EXERCISE INSTRUCTIONS:
A. Answer these questions about the text on child custody:
(i) Which parent does the text say is usually awarded custody in a court of law?
(ii) What two kinds of health of both parents will judges consider?
(iii) What does the judge consider from either parent besides health?
B. Reproduce, word for word, the part of the custody text that opens with the words containing "In fact, one" and closes with "of the child.".

During a divorce when children are involved, the discussion of custody is one that has to happen. It seems like fathers get the raw end of the deal. Mothers will usually be awarded custody in a court of law. Is this really the case? It's time to look at the truth and how judges award custody.
Courts Will Look at Current Parental Situations
Judges need to consider the current conditions and circumstances around the child. In the majority of cases, men will work and the women will remain home. This is the way society has viewed the norm for parents with children. As two working parents in a household is now normal, women do almost double the childcare as fathers.
In fact, one report shows that women still do the most childcare. That parents who spend more time with their child develop a stronger bond. This helps a child grow and develop better. For this reason, the judge is going to take into account who spends more time with the child because giving custody to this parental figure is likely to be in the best interest of the child.
Judges Consider Current Health
The physical and mental health of both parents will also be considered. Judges focus on the wellbeing of the child, wanting the best chance for him or her. If the father has problems with his physical health but there is nothing wrong with the mother, then the judge is likely to assume that the mother can do more and award custody because of that. You can reverse that if there is something wrong with the mother's health.
The judge will also consider abuse or any claims of violence from either parent. Current relationships will also be considered to ensure the child is always put first.

DATA SHOWN:
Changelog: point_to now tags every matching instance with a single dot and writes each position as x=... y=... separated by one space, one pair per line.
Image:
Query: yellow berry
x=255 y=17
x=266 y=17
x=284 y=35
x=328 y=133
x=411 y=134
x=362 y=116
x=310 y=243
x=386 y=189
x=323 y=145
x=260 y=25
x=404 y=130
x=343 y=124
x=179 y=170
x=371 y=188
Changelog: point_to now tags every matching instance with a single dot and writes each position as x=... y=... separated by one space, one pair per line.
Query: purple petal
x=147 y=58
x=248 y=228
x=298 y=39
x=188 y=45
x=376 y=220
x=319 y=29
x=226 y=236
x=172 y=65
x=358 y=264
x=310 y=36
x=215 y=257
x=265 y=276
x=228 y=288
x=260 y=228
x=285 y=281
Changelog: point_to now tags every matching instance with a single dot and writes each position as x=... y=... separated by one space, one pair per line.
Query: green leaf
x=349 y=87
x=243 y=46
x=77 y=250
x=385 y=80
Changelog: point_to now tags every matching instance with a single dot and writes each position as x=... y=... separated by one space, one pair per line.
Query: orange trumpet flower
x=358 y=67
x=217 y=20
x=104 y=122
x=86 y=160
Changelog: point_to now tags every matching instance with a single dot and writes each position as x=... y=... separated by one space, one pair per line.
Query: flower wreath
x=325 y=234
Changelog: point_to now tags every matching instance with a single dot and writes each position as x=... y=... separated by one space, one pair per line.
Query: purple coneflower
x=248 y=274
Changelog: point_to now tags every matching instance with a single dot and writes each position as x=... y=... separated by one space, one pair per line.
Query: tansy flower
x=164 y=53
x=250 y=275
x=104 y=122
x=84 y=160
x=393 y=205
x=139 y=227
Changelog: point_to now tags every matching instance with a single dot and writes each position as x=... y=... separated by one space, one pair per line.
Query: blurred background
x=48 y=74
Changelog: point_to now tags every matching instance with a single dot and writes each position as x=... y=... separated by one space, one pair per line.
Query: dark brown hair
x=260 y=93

SOLUTIONS TO THE EXERCISE:
A.
(i) Mothers.
(ii) Physical and mental health.
(iii) Abuse or any claims of violence.

B.
In fact, one report shows that women still do the most childcare. That parents who spend more time with their child develop a stronger bond. This helps a child grow and develop better. For this reason, the judge is going to take into account who spends more time with the child because giving custody to this parental figure is likely to be in the best interest of the child.